# [SEÇÃO DE TEXTO]
####################

Mustafa Barghouthi, da Iniciativa Nacional Palestina, acompanhando o caso palestino diante do Tribunal Penal Internacional (TPI), mostrou a uma delegação brasileira que visitou a Cisjordânia em abril deste ano dezenas de fotos que evidenciam a devastação e o uso de “bombas de barril” – que causam dano indiscriminado – pelas forças israelenses. Este é exemplo dos crimes de guerra de que é acusado o Exército de Israel, uma vez que o princípio de discriminação dos “alvos” é fundamental no Direito Internacional Humanitário, aquele que regula a guerra.
A juíza Mary McGowan Davis, chefe da comissão de inquérito, considerou que “a extensão da devastação e o sofrimento humano em Gaza foram inéditos e impactarão as gerações futuras.” Na semana passada, o Conselho de Direitos Humanos da ONU aprovou uma resolução – com apenas um voto negativo, o dos EUA – em consequência do relatório publicado em 22 de junho, sobre a situação na Faixa de Gaza, Cisjordânia e Jerusalém Leste.

####################

# [AÇÕES A REALIZAR]
1. Duplique o texto sobre os crimes de guerra em Gaza, começando em "A juíza Mary" e terminando em "e Jerusalém Leste.".
2. Informe quantas linhas das entradas contêm a palavra "green". Responda só com o número.

# [ENTRADAS FORNECIDAS]
####################

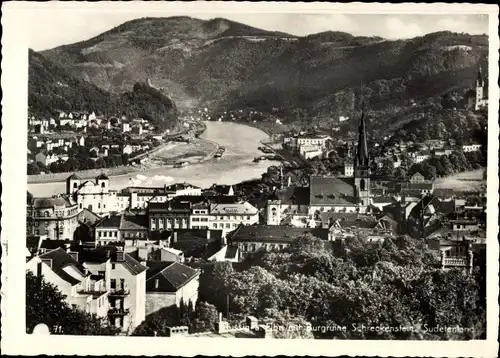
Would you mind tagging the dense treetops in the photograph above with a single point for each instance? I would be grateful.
(53, 89)
(391, 284)
(45, 304)
(211, 62)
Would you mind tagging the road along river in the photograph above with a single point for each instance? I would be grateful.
(235, 166)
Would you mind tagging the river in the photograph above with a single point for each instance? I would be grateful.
(235, 166)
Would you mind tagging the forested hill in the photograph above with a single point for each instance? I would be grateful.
(52, 89)
(230, 65)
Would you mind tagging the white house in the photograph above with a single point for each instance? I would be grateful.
(63, 270)
(169, 283)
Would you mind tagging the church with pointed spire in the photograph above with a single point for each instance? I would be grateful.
(362, 167)
(477, 98)
(326, 194)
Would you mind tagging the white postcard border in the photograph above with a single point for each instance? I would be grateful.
(14, 178)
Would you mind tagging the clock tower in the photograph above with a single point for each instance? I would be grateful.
(362, 167)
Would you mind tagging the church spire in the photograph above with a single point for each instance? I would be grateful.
(480, 80)
(362, 152)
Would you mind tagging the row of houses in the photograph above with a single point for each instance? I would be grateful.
(110, 283)
(83, 121)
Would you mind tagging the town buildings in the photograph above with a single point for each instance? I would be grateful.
(337, 194)
(477, 98)
(126, 280)
(170, 283)
(308, 146)
(190, 212)
(56, 217)
(82, 289)
(249, 239)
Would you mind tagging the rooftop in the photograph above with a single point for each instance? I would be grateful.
(233, 208)
(171, 277)
(294, 195)
(331, 191)
(274, 233)
(48, 203)
(60, 260)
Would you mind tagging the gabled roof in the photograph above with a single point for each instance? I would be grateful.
(171, 278)
(244, 208)
(331, 191)
(33, 243)
(112, 222)
(74, 176)
(383, 199)
(131, 264)
(48, 203)
(88, 217)
(60, 260)
(180, 186)
(231, 252)
(325, 217)
(194, 242)
(294, 195)
(274, 233)
(134, 222)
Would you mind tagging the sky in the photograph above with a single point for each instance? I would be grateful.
(52, 28)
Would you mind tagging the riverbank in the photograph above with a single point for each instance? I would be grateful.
(235, 166)
(465, 181)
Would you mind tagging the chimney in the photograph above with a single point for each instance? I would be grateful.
(74, 255)
(120, 256)
(47, 262)
(39, 269)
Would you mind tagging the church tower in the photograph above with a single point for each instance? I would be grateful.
(479, 90)
(362, 167)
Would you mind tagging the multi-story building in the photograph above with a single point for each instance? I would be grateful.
(249, 239)
(170, 283)
(81, 289)
(126, 280)
(472, 147)
(121, 228)
(92, 195)
(228, 216)
(56, 217)
(200, 212)
(332, 193)
(477, 98)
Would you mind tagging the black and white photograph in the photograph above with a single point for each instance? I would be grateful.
(287, 175)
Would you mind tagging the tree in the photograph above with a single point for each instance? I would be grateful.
(204, 318)
(159, 322)
(46, 304)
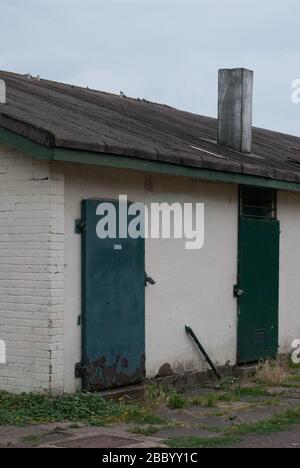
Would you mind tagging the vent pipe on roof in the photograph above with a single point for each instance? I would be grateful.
(2, 92)
(235, 109)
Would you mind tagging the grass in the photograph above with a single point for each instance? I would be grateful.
(177, 400)
(32, 440)
(28, 409)
(272, 372)
(202, 442)
(157, 395)
(146, 431)
(211, 400)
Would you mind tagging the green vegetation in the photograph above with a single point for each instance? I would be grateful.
(202, 442)
(257, 391)
(177, 401)
(26, 409)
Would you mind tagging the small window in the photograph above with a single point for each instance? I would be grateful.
(258, 203)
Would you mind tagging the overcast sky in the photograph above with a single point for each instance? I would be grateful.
(163, 50)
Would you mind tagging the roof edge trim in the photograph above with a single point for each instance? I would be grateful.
(37, 151)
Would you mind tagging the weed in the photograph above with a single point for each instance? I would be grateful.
(146, 431)
(257, 391)
(272, 372)
(32, 440)
(177, 400)
(202, 442)
(212, 400)
(156, 394)
(26, 409)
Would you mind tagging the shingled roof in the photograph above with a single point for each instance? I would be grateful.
(57, 115)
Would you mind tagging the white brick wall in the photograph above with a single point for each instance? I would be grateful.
(31, 273)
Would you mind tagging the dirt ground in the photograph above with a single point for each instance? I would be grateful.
(234, 413)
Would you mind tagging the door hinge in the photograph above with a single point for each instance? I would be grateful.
(80, 370)
(237, 291)
(79, 226)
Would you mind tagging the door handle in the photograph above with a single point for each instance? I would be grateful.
(149, 280)
(237, 291)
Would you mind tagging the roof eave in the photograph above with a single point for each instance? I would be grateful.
(40, 152)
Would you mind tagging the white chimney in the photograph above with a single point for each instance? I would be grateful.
(235, 109)
(2, 92)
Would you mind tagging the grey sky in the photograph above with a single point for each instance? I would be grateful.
(164, 50)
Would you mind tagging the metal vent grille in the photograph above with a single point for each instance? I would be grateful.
(259, 336)
(258, 203)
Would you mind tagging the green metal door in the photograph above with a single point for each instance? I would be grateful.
(113, 280)
(257, 290)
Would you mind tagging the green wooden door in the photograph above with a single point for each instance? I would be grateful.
(258, 285)
(113, 283)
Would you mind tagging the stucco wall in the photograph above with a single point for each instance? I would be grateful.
(192, 287)
(289, 291)
(31, 273)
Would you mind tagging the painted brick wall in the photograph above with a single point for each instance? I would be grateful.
(31, 273)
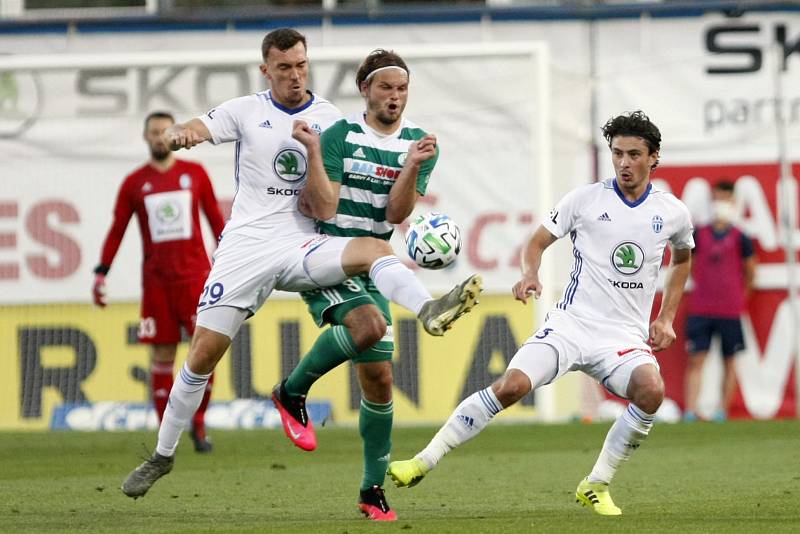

####################

# [RESULTADOS FINAIS]
1.
A juíza Mary McGowan Davis, chefe da comissão de inquérito, considerou que “a extensão da devastação e o sofrimento humano em Gaza foram inéditos e impactarão as gerações futuras.” Na semana passada, o Conselho de Direitos Humanos da ONU aprovou uma resolução – com apenas um voto negativo, o dos EUA – em consequência do relatório publicado em 22 de junho, sobre a situação na Faixa de Gaza, Cisjordânia e Jerusalém Leste.

2. 3